Somehow it’s already September 1st, so that means it’s time for my August 2021 Reading List. I’m reviewing the books I read in August and letting you know what I thought about them. I actually didn’t do a reading list for June or July so I’m going to add those books to this last as well. If you need book recommendations, don’t forget to visit my book page on Simply Stine. I am working on a revamp of the layout, but it has a lot of book suggestions!
I really enjoyed the entire Shadow and Bone Trilogy, but I’ll admit that this book was the hardest for me to read. I was somewhat bored and had to keep pushing myself to finish it. I didn’t hate it. I didn’t love it. I’m very invested in this storyline, so I was going to finish it no matter what. For lovers of fantasy, magic, romance (nothing spicy at all, very PG at most) and believing in yourself. *Obviously you need to read the first book in the series, Shadow and Bone before reading this one!
The final book in the Shadow and Bone Trilogy and I really enjoyed this one. Am I shocked how it ended? Kinda yes and no?!?! I felt like they wrapped up the storyline pretty neat and tidy and I was happy with how it ended for the most part. Now I can finally watch the show on Netflix!

Region annotation entries
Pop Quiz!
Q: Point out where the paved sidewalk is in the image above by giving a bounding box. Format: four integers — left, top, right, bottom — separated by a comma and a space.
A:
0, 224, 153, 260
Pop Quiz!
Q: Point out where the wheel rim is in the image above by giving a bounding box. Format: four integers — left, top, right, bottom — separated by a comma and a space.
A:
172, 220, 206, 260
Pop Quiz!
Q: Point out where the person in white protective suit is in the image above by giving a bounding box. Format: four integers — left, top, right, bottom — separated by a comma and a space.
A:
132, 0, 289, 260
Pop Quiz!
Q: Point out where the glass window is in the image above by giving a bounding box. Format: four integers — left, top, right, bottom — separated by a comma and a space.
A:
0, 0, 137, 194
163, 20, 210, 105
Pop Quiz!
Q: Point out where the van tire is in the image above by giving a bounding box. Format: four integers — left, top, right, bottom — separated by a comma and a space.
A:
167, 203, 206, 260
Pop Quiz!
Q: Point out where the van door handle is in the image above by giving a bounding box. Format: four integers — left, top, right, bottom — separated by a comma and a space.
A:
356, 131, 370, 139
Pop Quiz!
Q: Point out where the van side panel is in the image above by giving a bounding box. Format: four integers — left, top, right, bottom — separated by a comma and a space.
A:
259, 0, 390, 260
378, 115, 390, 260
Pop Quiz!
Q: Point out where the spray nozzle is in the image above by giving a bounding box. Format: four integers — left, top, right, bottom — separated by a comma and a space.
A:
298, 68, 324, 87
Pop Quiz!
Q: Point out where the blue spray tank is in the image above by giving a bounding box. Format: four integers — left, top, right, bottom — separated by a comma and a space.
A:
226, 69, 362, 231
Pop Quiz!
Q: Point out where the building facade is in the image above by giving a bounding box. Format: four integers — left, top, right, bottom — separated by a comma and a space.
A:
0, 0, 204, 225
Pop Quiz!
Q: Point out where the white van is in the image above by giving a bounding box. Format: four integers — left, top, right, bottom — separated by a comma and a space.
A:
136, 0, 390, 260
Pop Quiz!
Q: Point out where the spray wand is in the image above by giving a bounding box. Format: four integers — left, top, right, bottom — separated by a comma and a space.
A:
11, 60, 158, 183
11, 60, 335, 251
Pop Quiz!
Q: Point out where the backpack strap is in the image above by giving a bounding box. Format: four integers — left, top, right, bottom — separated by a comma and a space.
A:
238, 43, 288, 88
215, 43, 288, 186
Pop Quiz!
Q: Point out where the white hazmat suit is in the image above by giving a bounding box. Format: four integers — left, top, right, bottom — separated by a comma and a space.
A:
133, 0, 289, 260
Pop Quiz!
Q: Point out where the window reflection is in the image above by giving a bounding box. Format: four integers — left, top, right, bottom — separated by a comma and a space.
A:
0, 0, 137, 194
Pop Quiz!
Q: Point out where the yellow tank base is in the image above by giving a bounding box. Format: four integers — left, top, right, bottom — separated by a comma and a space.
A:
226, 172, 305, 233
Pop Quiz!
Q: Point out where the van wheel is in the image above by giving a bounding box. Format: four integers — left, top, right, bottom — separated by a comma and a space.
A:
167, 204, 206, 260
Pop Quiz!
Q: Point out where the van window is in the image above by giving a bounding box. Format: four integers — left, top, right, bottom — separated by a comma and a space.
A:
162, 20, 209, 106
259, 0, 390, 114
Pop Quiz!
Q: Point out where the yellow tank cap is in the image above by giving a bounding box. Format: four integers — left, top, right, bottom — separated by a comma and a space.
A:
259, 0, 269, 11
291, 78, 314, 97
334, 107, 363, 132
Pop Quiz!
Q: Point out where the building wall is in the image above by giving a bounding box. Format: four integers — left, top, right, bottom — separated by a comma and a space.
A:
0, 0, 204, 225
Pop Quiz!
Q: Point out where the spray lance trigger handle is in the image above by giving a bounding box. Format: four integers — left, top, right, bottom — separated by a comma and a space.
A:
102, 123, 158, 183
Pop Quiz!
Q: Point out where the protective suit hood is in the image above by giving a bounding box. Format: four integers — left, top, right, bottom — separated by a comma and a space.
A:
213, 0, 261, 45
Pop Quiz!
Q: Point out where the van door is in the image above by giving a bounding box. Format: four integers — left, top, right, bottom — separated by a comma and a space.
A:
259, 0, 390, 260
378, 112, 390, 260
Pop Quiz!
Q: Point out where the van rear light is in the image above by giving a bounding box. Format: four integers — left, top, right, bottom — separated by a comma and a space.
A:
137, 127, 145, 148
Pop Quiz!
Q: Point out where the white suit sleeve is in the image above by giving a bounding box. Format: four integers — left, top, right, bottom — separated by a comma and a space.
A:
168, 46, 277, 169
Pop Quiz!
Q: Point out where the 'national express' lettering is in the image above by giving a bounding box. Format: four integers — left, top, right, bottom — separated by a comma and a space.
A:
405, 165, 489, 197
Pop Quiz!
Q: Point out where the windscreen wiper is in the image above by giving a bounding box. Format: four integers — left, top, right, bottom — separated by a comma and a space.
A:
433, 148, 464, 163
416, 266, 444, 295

> [Written problem] Can you extend the reading list post past its last sentence? The material plays no part here.

> [Task output]
I LOVED Daisy Jones and The Six and went into this one with high expectations based off of how much I loved that book. Malibu Rising is good. I thought the ending was somewhat boring and I feel like the majority of the story led up to something that wasn’t as shocking or climatic as I had thought it would be. The characters will make you feel some things (Don’t get me started on Mick) and I’ve just realized that when I read a Taylor Jenkins Reid Book, there will be a lot of characters to keep track of.
This book had a twist I didn’t see coming (I legist gasped while listening to the audiobook of it) and overall, I liked the storyline and thought it was a good book.
This was a booktok made me do it book pick. This book is one of those that is heavily talked about on booktok and honestly, I get the hype. It’s a beautifully written book that is really gut wrenching to read. This is a retelling of The Iliad, without the poetry. It’s about love, betrayal, family, ancient greece, gods, war, prophecies, and so much more. It’s beautiful and it’s heartbreaking. I was a bit worried I would have a hard time getting into this storyline, but I didn’t at all. I was hooked right away.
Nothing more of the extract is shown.